### Consigna 1
Reproduce sin cambios el pasaje de la reseña sobre Tenet que comienza con "Hasta que empezó" y llega hasta "en 151 salas.".
### Consigna 2
Responde según la reseña sobre Tenet:
(a) ¿En cuántas salas puede verse la película en la Argentina desde este jueves?
(b) ¿Cuánto recaudó en su lanzamiento en Estados Unidos en agosto?
(c) ¿Qué ocurre en la secuencia de apertura?

Hasta que empezó la pandemia, Christopher Nolan era uno de los pocos realizadores dentro del sistema de estudios de Hollywood con libertad creativa absoluta y luz verde para disponer a voluntad de presupuestos multimillonarios. No es descabellado pensar que cuando termine sea lo más cercano a un Mesías de la experiencia cinematográfica en la Tierra. El director y su ego tamaño IMAX aceptaron gustosos el desafío de que Tenet fuera el símbolo de la resistencia sirviendo de principal apuesta comercial en el regreso de los cines a lo largo y ancho del mundo, desde Estados Unidos (allí tuvo un lanzamiento tibio en agosto recaudando cien millones de dólares) hasta China, desde Lituania e Italia hasta Uruguay y, desde ya, la Argentina, donde desde este jueves puede verse en 151 salas.
Como si hubiera sabido de antemano la trascendencia de su último trabajo, el británico entrega la película más desmesurada y ambiciosa de su carrera, un viaje geográfico y temporal tan alucinado como caprichoso y por momentos inescrutable, que pide a gritos verse en una pantalla grande y con el sonido más envolvente que exista. Tenet, antes que buena o mala, es una película pensada para, por y desde el cine, un mérito nada menor en épocas de multiplicación de canales de consumo audiovisual.
Desde la cronología alternada de Memento y su protagonista incapaz de recordar hechos recientes, Nolan viene construyendo con esmero una obra que orbita alrededor las distintas formas de control y manipulación, tanto en la esfera social (la trilogía Batman) como mental (El origen) y, lo más importante, temporal (Interestelar). Nada nuevo en una disciplina con un lenguaje que tiene al tiempo como uno de sus componentes fundacionales. Lo particular es que esa obsesión ha ido posicionándose en lo más alto de las prioridades estéticas y narrativas, al punto de interesarse ya no en las consecuencias de su avance, como ha hecho, por ejemplo, Richard Linklater filmando durante más de una década el crecimiento de un chico en Boyhood. Lo que le interesa a Nolan en Tenet es aún más grande, más irrealizable en el contexto físico de la humanidad: poner el tiempo a su servicio, dominarlo para usarlo como le dé la gana, en este caso a través de un dispositivo con la capacidad de “invertir la entropía”, como repiten un millón de veces los personajes, en una típica maniobra de guion con la firma de Nolan.
Eso significa, en criollo, que el dispositivo puede alterar el equilibrio de la física interna de los objetos y las personas, generando una percepción del tiempo “en sentido inverso”: cuando todos marchan para adelante, quien lo pone en marcha va para “atrás”. Donde debería estar el futuro, está el pasado. ¿Suena complejo? En pantalla es mucho más caótico y desenfrenado, dado que todo, literalmente todo puede pasar en este mundo con reglas concebidas únicamente para romperse. Lo que no se rompe es la muñeca de Nolan para filmar escenas de acción. Dignísima heredera de Michael Mann, la secuencia de apertura, con un tiroteo en un teatro repleto, es la enésima muestra de la huella de Fuego contra fuego en ideario contemporáneo de cómo filmar una secuencia coreografiada al dedillo que transcurre en varios espacios simultáneos.

Registros del conjunto de datos:
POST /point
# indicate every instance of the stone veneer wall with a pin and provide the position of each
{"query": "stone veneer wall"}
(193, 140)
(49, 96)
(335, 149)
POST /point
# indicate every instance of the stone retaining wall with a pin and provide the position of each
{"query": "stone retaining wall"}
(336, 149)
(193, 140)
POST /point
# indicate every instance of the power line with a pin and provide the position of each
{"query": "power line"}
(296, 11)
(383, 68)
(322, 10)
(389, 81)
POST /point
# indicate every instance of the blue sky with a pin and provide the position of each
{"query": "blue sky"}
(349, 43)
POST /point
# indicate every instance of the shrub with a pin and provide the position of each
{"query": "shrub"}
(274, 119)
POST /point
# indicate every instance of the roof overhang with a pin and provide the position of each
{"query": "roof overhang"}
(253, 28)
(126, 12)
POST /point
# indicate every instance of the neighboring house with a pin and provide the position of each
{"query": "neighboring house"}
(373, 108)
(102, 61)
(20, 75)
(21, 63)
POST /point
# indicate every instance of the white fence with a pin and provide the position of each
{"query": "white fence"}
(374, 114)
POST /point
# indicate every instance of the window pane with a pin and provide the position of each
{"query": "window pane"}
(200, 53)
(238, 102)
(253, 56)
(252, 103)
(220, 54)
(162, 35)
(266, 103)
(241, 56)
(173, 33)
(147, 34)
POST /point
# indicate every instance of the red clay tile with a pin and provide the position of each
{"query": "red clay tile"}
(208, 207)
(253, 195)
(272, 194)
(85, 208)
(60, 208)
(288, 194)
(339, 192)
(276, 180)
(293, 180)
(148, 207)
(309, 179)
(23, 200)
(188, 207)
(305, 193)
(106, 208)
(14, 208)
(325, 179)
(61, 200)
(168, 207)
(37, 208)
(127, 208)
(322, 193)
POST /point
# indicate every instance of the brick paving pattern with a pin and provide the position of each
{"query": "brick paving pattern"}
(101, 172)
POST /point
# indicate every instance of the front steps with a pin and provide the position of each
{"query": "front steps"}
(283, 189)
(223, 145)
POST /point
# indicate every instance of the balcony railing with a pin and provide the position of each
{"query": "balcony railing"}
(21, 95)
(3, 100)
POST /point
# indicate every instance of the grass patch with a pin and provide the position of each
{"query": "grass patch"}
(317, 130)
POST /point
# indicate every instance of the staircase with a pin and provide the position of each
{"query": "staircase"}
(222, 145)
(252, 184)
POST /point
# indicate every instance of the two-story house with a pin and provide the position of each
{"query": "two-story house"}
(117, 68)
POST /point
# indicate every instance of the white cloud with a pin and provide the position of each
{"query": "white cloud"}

### Respuesta escrita 1
Hasta que empezó la pandemia, Christopher Nolan era uno de los pocos realizadores dentro del sistema de estudios de Hollywood con libertad creativa absoluta y luz verde para disponer a voluntad de presupuestos multimillonarios. No es descabellado pensar que cuando termine sea lo más cercano a un Mesías de la experiencia cinematográfica en la Tierra. El director y su ego tamaño IMAX aceptaron gustosos el desafío de que Tenet fuera el símbolo de la resistencia sirviendo de principal apuesta comercial en el regreso de los cines a lo largo y ancho del mundo, desde Estados Unidos (allí tuvo un lanzamiento tibio en agosto recaudando cien millones de dólares) hasta China, desde Lituania e Italia hasta Uruguay y, desde ya, la Argentina, donde desde este jueves puede verse en 151 salas.

### Respuesta escrita 2
(a) En 151 salas.
(b) Cien millones de dólares.
(c) Un tiroteo en un teatro repleto.